Fourteen
years after the foundation of Baghdad by the Abbasid
Caliph Al-Mansur, a prominent literary figure was born
(about the year 776), in Basra, Iraq, a town that was
founded earlier as a garrison citadel. By then it had
turned into a major intellectual center, along with its
rival city, Kufa.
His name was Abu
‘Uthman ‘Amr b. Bahr Al-Fuqaymi Al-Basri, better own as
Al Jahiz, born to two poor parents from the Banu Kinana
tribe. He owes his sobriquet to a malformation of his
eyes (jahiz = with a projecting cornea). Little is known
of his childhood in Basra, except that from an early age
he had a great urge for learning and possessed a
remarkably inquisitive mind. He preferred independence
to family life and in his early youth started mixing
with groups, which gathered at the mosque to discuss a
wide range of questions. They attended the philological
discussions conducted on the Mirbad (intellectual
gathering place) and listened to lectures by the most
learned men of the day on philology, lexicography and
poetry, namely Al-Assma’i, Abu Obayda and Abu Zayd. In
no time, he acquired real mastery of the Arabic language
along with the usual and traditional culture.

## Work to do
1. According to the Al Jahiz passage, what physical feature gave him his sobriquet?
2. Carry the passage about Al Jahiz forward, starting after its final sentence.
The listing has no connection to the passage about Al Jahiz.

## Stored data
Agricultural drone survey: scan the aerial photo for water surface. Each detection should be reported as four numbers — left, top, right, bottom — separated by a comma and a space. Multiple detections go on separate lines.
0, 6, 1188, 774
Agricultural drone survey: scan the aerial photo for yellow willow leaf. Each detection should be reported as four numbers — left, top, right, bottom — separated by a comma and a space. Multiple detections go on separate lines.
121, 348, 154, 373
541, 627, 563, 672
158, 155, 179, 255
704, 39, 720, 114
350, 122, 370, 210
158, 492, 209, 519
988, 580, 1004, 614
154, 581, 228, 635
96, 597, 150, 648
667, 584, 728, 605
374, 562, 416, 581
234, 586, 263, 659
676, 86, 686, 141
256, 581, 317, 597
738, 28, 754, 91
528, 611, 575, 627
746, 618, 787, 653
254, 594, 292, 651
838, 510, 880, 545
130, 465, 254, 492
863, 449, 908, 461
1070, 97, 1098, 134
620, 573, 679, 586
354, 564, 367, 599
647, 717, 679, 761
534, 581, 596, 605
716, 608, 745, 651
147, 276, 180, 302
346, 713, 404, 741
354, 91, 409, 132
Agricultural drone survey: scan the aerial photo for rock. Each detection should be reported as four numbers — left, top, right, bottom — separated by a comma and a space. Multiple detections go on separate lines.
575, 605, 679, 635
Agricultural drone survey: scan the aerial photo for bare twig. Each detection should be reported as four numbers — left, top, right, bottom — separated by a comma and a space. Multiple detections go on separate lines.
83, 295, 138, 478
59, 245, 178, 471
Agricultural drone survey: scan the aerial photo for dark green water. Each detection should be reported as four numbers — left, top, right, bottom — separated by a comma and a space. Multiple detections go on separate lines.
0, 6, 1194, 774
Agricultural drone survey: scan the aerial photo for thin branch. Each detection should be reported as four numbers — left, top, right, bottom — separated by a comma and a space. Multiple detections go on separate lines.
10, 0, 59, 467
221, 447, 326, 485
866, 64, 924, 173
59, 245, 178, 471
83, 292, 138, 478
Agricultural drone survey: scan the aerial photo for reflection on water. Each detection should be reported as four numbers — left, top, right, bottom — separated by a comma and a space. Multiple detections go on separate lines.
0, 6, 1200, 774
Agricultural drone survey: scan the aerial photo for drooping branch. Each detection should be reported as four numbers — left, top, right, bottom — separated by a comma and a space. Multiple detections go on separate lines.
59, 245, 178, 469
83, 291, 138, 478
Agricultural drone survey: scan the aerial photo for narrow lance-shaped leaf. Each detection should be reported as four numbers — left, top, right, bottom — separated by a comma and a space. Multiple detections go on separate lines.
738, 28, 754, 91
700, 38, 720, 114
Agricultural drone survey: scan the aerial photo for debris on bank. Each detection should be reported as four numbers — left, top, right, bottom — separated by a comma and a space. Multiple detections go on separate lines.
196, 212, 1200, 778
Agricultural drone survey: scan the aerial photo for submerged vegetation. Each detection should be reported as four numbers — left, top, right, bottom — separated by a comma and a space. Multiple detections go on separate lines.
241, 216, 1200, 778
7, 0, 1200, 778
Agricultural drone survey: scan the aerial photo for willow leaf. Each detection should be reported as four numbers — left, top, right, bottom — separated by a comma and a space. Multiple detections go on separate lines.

## Answers to the exercise
1. A malformation of his eyes: "jahiz" means "with a projecting cornea."

2.
One of the most
important aspects about the period of Al-Jahiz’s
intellectual development and his life was that books
were readily available. Though paper had been introduced
into the Islamic world only shortly before Al-Jahiz’s
birth, it had become so popular by the time he was in
his 30’s, that it created an intellectual revolution,
and the rise of a reading in public. For the first time
since the fall of the Roman Empire, the cities of the
Middle East contained a large number of literate people
- many of them of humble origin.
At the age of
20, Al Jahiz was selling fish along one of the Basrah
canals. But he tells the story of how his mother
presented him with a tray of paper notebooks and told
him that they would help him to earn his living.
Al-Jahiz began
his career as a writer while still in Basra. He wrote an
essay on the institution of the caliphate which met with
approval from the court in Baghdad. From then on he
seems to have supported himself entirely by his pen. He
dedicated a number of his works to ministers and other
powerful functionaries. In turn, he often received gifts
of appreciation from them. For example, he received
5,000 gold dinars from the official to whom he dedicated
his Book of Animals.
Al-Jahiz wrote
over two hundred works, of which only thirty have
survived. His work included zoology, Arabic grammar,
poetry, rhetoric and lexicography. He is considered one
of the few Muslim scientists who wrote on scientific and
complex subjects for the layman and commoner.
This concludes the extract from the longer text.